+++ DATA

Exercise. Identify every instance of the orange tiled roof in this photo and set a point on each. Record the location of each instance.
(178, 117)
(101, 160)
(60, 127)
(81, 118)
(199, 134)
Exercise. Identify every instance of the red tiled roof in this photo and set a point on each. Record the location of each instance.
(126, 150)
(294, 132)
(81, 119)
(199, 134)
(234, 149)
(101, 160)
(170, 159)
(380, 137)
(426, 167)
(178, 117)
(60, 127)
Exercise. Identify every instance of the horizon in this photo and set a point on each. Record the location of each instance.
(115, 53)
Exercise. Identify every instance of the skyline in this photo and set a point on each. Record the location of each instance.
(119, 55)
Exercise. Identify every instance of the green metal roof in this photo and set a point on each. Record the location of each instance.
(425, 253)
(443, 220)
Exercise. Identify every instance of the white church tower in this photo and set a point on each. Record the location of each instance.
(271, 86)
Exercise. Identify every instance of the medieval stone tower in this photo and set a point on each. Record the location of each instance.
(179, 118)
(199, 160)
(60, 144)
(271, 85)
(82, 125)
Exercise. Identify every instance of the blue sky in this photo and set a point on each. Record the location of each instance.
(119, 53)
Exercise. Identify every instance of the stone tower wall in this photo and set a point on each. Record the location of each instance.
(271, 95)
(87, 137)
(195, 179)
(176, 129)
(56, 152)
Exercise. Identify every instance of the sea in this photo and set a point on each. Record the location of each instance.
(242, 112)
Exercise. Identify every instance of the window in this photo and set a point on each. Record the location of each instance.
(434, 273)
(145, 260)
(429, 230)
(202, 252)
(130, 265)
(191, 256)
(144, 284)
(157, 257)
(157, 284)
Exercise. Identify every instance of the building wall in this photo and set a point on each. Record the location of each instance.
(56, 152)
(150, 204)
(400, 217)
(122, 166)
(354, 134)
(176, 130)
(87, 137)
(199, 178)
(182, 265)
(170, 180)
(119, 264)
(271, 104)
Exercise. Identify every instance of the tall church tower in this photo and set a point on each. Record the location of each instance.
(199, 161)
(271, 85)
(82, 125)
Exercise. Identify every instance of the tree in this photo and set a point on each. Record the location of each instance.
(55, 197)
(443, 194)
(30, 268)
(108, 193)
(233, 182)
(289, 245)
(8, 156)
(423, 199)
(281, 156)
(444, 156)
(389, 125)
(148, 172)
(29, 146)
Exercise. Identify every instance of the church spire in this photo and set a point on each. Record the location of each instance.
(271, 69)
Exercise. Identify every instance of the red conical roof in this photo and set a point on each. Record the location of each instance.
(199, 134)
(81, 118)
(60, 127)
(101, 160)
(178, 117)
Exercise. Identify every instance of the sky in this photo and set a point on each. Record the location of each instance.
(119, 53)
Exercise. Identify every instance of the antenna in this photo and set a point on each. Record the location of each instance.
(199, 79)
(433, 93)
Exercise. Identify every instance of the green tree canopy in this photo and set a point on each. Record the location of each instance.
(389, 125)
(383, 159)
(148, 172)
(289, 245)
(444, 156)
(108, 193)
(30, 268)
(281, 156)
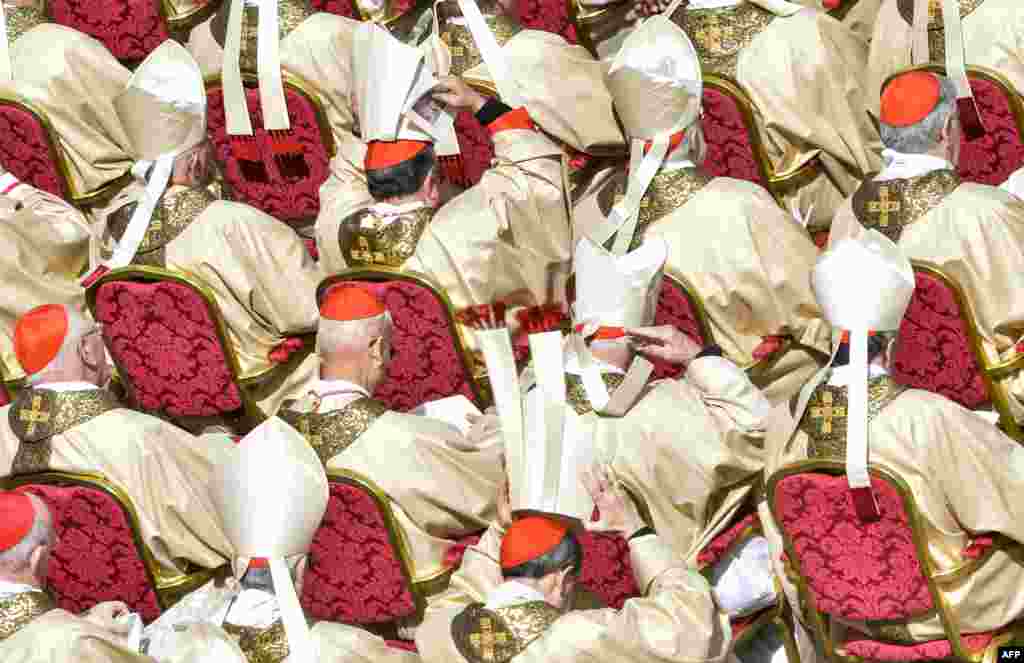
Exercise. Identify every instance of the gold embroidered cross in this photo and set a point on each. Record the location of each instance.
(825, 412)
(36, 415)
(884, 206)
(487, 638)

++++++

WHAT NEEDS TO BE DONE »
Reproduce the material word for word, minus the images.

WORKED ANSWER »
Exercise. Identify every instance of the orange tiled roof in this photo and set a point on each. Record the location of each instance.
(178, 117)
(101, 160)
(60, 127)
(81, 118)
(199, 134)
Exercise. Identify every instance of the red tiled roof in this photo and set a point on each. Record the location of each instance.
(126, 150)
(294, 132)
(81, 119)
(199, 134)
(234, 149)
(101, 160)
(170, 159)
(380, 137)
(426, 167)
(178, 117)
(60, 127)
Exercise. Identify every instance of the horizon in this photo and set a point on each. Record the location of each instance.
(115, 53)
Exercise. Identify every instance of the skyline in this photo and set a point on each. Record the location of each instance.
(119, 55)
Exercise. Identify every instance of the green metal roof in this photo and set a point on each. Record the location of each instance.
(425, 253)
(443, 220)
Exercise. Identify every instance of the white church tower in this photo and set a point on each. Record the location of each instance.
(271, 86)
Exercise. Identify every instance of the medieval stone tower in this photo and set a point on each. Record the location of each instance.
(179, 118)
(199, 160)
(60, 144)
(271, 85)
(82, 125)
Exercise. Identify every instance of the blue sky in this photo and set a point on each. Record the location of each instance.
(119, 53)
Exercise. Identify every instance of the stone tower wall in this photo and set a point on each. Record the location of each instance.
(271, 95)
(87, 137)
(195, 179)
(176, 129)
(56, 152)
Exercise. Identify every instance of the sea in this photo and set a point on each. Record the location of each instance.
(242, 112)
Exercise. Identify every instance of the window in this photo and set a point on each. Record the location of each instance.
(434, 273)
(145, 260)
(429, 230)
(202, 252)
(130, 265)
(191, 256)
(144, 284)
(157, 257)
(157, 284)
Exercise. Identify every instance of the building wall in this photo and set a point on each. Record the location of each instance.
(56, 152)
(150, 204)
(400, 217)
(122, 166)
(354, 134)
(176, 130)
(87, 137)
(199, 178)
(182, 265)
(170, 180)
(119, 264)
(271, 104)
Exercise. Identify every instance of the tall church tower in this photo and set a point on each. Record the location of each instance.
(199, 161)
(271, 85)
(82, 125)
Exercise. Identify every instance of the tree in this photo and set a point on each. Record the location of each instance.
(55, 197)
(443, 194)
(30, 268)
(108, 193)
(233, 182)
(289, 245)
(8, 156)
(423, 199)
(281, 156)
(444, 156)
(389, 125)
(148, 172)
(29, 146)
Exercise. Identify every instance of the church spire in this photo and set a point on each. Record the location of each instance.
(271, 69)
Exercise. Identify every instance of the red conical roof in this photo and set a point on each. Record the location of each instance.
(199, 134)
(81, 118)
(60, 127)
(101, 160)
(178, 117)
Exercise. Identify every instance of the sky in this photo and set a point on each. Record the location of each instance.
(119, 53)
Exercise. Identify every instance of the antenna in this photo and set a point on each. Record the location of each instance.
(199, 79)
(433, 93)
Exercise. Identify every instance of the green tree canopy in this photo and set a point on each. Record the location of each instance.
(389, 125)
(383, 159)
(148, 172)
(289, 245)
(444, 156)
(108, 193)
(30, 268)
(281, 156)
Exercise. Identify every instance of the gold embroidered cross in this photo and set a point on each. Record the location of each instance.
(825, 412)
(36, 415)
(884, 206)
(487, 638)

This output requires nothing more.